• **Instructions for the task**: Without carrying over a single picture, write out the records below exactly.

[[ Dataset records open ]]

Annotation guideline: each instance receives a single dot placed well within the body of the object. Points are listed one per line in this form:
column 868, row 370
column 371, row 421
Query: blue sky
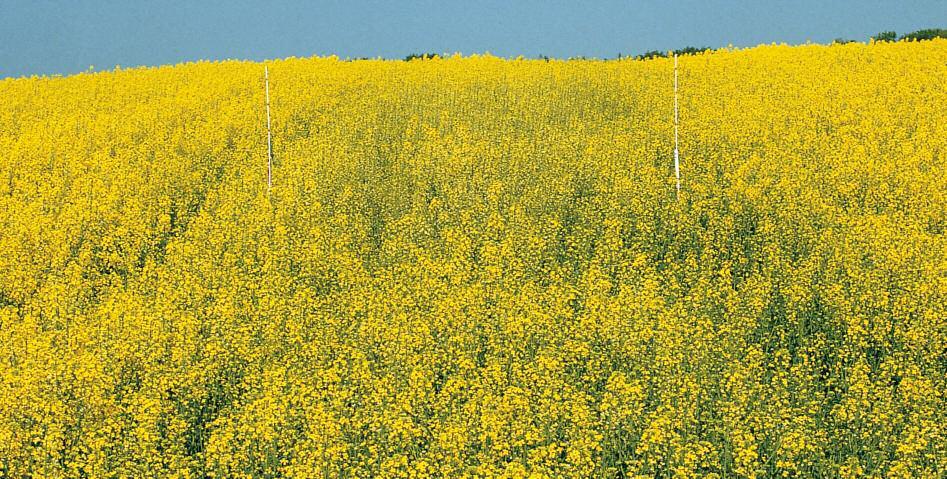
column 50, row 37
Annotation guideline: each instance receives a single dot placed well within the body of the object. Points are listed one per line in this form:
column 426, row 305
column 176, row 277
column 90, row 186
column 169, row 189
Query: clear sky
column 49, row 37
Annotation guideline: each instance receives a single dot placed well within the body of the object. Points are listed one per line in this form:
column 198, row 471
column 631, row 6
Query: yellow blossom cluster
column 478, row 267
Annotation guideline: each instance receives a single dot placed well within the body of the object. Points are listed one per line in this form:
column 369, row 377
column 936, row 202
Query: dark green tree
column 888, row 36
column 926, row 34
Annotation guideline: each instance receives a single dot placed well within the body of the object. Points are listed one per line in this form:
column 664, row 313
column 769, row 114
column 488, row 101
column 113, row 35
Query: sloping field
column 478, row 267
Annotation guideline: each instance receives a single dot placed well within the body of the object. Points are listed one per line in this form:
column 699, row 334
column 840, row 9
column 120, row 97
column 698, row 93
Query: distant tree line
column 925, row 34
column 887, row 36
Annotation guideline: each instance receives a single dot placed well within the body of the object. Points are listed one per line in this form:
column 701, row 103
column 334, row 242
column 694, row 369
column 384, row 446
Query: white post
column 269, row 136
column 677, row 162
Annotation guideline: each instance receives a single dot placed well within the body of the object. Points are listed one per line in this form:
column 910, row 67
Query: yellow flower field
column 477, row 267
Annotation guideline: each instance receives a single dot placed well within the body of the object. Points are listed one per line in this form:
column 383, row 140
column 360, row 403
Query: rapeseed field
column 478, row 267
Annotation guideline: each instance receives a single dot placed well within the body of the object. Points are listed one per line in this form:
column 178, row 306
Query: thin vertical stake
column 677, row 162
column 269, row 135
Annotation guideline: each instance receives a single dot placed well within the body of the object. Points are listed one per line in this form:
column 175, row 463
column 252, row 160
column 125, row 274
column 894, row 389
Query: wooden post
column 677, row 161
column 269, row 135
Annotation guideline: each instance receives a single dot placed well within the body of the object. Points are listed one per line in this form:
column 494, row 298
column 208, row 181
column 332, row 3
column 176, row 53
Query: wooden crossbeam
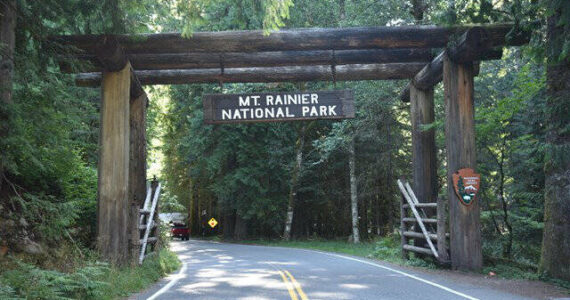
column 293, row 39
column 200, row 60
column 473, row 45
column 277, row 74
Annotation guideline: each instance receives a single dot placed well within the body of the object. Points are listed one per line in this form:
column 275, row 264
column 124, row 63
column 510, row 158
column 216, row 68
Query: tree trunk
column 555, row 251
column 465, row 224
column 294, row 180
column 353, row 193
column 113, row 177
column 137, row 169
column 7, row 40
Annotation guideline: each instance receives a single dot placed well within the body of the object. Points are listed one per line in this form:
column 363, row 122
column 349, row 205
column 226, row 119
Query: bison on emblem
column 466, row 184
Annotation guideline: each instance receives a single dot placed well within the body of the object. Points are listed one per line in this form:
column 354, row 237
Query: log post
column 442, row 231
column 423, row 145
column 113, row 181
column 465, row 234
column 137, row 168
column 404, row 240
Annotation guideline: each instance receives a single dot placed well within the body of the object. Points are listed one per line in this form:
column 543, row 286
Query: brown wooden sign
column 466, row 184
column 278, row 106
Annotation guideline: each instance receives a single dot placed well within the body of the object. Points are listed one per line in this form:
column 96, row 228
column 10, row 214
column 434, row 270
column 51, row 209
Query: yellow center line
column 289, row 286
column 297, row 286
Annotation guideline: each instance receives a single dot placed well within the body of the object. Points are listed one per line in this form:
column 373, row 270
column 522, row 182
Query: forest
column 258, row 180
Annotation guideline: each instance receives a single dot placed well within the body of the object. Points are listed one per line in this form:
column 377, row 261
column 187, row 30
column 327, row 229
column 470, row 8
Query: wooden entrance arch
column 121, row 64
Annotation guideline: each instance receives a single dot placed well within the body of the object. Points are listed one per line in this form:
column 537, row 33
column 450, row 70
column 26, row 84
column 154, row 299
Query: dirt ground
column 527, row 288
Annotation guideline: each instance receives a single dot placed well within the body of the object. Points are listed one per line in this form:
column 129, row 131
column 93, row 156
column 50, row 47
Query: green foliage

[[ Dataset records closed ]]

• **Answer to this exercise**:
Annotation guideline: each instance receives a single dot placed well within the body of the object. Points are listed one per line in this form:
column 868, row 370
column 371, row 421
Query: blue sky
column 50, row 37
Annotation guideline: each instance receives a single dot placed well within the body of the object. Points are listed one per line in this form:
column 426, row 305
column 176, row 277
column 90, row 186
column 169, row 189
Query: clear sky
column 49, row 37
Annotation guideline: each instance receives a single dot placed well within the body of the object. Points are listed one per line in this form:
column 198, row 471
column 631, row 6
Query: yellow blossom cluster
column 478, row 267
Annotation guideline: each instance receives a single dot placed well within the body of the object. Points are listed one per line in this form:
column 369, row 377
column 936, row 202
Query: dark green tree
column 888, row 36
column 926, row 34
Annotation guideline: each instance receives a single dot placed well within the body of the object. Points are listed one per line in this form:
column 664, row 313
column 769, row 114
column 488, row 101
column 113, row 35
Query: sloping field
column 478, row 267
Annotation guideline: each instance receives a single dot placed well within the body of the object. Points are listed one per line in this form:
column 699, row 334
column 840, row 9
column 120, row 97
column 698, row 93
Query: distant tree line
column 925, row 34
column 887, row 36
Annotation guideline: each instance receives a single dot placed well within the body of the object. Points are listed one per line in this form:
column 701, row 103
column 334, row 242
column 694, row 369
column 384, row 446
Query: white post
column 269, row 136
column 677, row 162
Annotation guideline: each instance receives a single dot placed well within the body of the object. Points are listed one per line in this form:
column 910, row 67
Query: yellow flower field
column 477, row 267
Annotation guideline: each instance receives a single dot placed well within the body of the object. Points are listed one per line in this form:
column 383, row 140
column 360, row 403
Query: rapeseed field
column 478, row 267
Annotation guideline: each instance receives a single dot placed well within the body of the object. Points are listed one per line in this form:
column 178, row 306
Query: thin vertical stake
column 677, row 162
column 269, row 135
Annotation guideline: each instance receives a single dot placed well within the body of the object. Points are listed one per line in this form:
column 175, row 463
column 252, row 160
column 125, row 274
column 894, row 389
Query: wooden post
column 677, row 161
column 269, row 135
Annotation guideline: each instance receives a single dot placed well within the body of the object. Points are listed one per line in this form:
column 494, row 298
column 208, row 181
column 332, row 3
column 176, row 53
Query: wooden crossbeam
column 293, row 39
column 200, row 60
column 473, row 45
column 277, row 74
Annotation guideline: each instance receives a single dot placed well within the body of the object. Points are listed one per line in this form:
column 275, row 264
column 124, row 63
column 510, row 158
column 216, row 68
Query: tree trunk
column 555, row 251
column 465, row 224
column 294, row 180
column 353, row 193
column 113, row 177
column 137, row 169
column 7, row 40
Annotation guideline: each instance receives a single dot placed well within the body of the object. Points are listed one per line in this form:
column 363, row 122
column 349, row 205
column 226, row 119
Query: bison on emblem
column 466, row 184
Annotation guideline: each instance receives a single dot placed well within the body of the object. Points are listed one per line in this form:
column 354, row 237
Query: log post
column 442, row 231
column 423, row 145
column 113, row 181
column 465, row 234
column 137, row 168
column 404, row 240
Annotation guideline: each instance receives a single dot placed well within the body of the object. Points are listed one per line in this form:
column 543, row 286
Query: brown wooden sign
column 466, row 184
column 278, row 106
Annotation guideline: each instance receives a single dot placed well within the body of the object. Points are listed one per line in this form:
column 96, row 228
column 10, row 214
column 434, row 270
column 51, row 209
Query: yellow center line
column 289, row 286
column 297, row 286
Annotation guideline: each instance receives a single dot placed well within the body of the object. Points are listed one per line in this form:
column 373, row 270
column 522, row 182
Query: forest
column 258, row 180
Annotation guideline: each instance receives a single dot placed well within the body of the object. Points are listed one per line in this form:
column 377, row 261
column 187, row 30
column 327, row 229
column 470, row 8
Query: wooden entrance arch
column 121, row 64
Annotation guideline: each instance receives a single dot placed well within the body of the object. Points are listed one per line in this form:
column 537, row 33
column 450, row 70
column 26, row 84
column 154, row 299
Query: dirt ground
column 527, row 288
Annotation guideline: each instance receives a single dot placed well within the body of the object. Points are listed one per line in this form:
column 129, row 131
column 93, row 156
column 50, row 47
Query: green foliage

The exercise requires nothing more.